Supplied text:
====

I can only say WHAT!! The last time I checked wins count as 1 point, draws count
as 1/2 point, and loses count as 0.

So I have no clue what is going on in your brain to make such a comment!!

In a 20 game match winning with 17 wins and 3 losses  0 draws is equal to
winning with 14 wins 0 losses and 6 draws. You win both matches 17 - 3. The
results are one in the same.

>
>
>>
>>
>>>
>>>The arguments of the short match exponents typically centre on other
>>>chessplaying characteristics of an engine which may also be of  interest to a
>>>user - tactical excitement, daring, amazing moves, positional considerations,
>>>human like play etc.
>>>
>>>I also agree that this camp has a valid perspective.
>>>
>>>I would like  to conduct an experiment but I need to ask a few questions first:
>>>
>>>(1)  Is there a minimum timecontrol that is satistically relevant to games
>>>played at classical timecontrols?  That was really one of the things I wanted to
>>>look at but clearly it requires a pool of such games, consistent hardware, etc.

====

Short task A: In the chess forum post, how many points does a draw count as?
Short task B: Write the next part of the chess forum post, starting after its last sentence.
The material after the chess forum post has no connection to it.

Material:

====

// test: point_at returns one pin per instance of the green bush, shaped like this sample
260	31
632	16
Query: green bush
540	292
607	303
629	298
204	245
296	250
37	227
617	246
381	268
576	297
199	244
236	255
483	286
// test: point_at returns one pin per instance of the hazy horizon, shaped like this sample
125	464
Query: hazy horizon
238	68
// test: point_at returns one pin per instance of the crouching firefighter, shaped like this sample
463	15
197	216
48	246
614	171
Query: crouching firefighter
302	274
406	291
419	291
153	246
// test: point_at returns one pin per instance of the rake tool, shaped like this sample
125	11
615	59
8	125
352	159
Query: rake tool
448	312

====

Expected answer A: A draw counts as 1/2 point.

Expected answer B:
>>>
>>>I ask this because the long timecontrol devotees have spare hardware, or at
>>>least hardware over which they exercise an enormous amount of discretion as to
>>>its use.  Not all of us are in that fortunate position.
>>>
>>>Playing 200 games or more at 60 minutes + (which is still fast chess!) would
>>>take me to a place where the light does not shine...
>>>
>>>I am thinking that there may be a relationship - particularly as the subject is
>>>an electronic construct - between long games and short ones.  It may not be
>>>linear but I cannot believe that it is a coincidence that the long timecontrol
>>>GMs are also atop the blitz ratings ladder...
>>>
>>>
>>>(2)  What is the statistical minimum of games that I would have to play to be
>>>able to make some sort of definitive noise?
>>>
>>>
>>>(3)  What is the impact - or theoretical impact - of learning on such a match?
>>>My personal bias is that if an author implements learning he should be rewarded
>>>for it and it should be turned on at the beginning of the match.  This speaks to
>>>positional and book learning.
>>>
>>>
>>>(4)  I am also biased towards using the engine's particular book(s).  The
>>>opening knowledge that a human chessplayer has is his/hers.  An engine should
>>>have its own book with it as it goes into battle.  Can someone turn off Ms.
>>>Polgar's opening book?  No?  Then the engine should have its book too....
>>>
>>>
>>>(5)  The games would be played on my single processor CPU.  That would mean no
>>>pondering *if* I understand Robert Hyatt's reasoning on the matter (which I
>>>freely admit may not be the case at all!).
>>>
>>>
>>>(6)  Are there any other factors?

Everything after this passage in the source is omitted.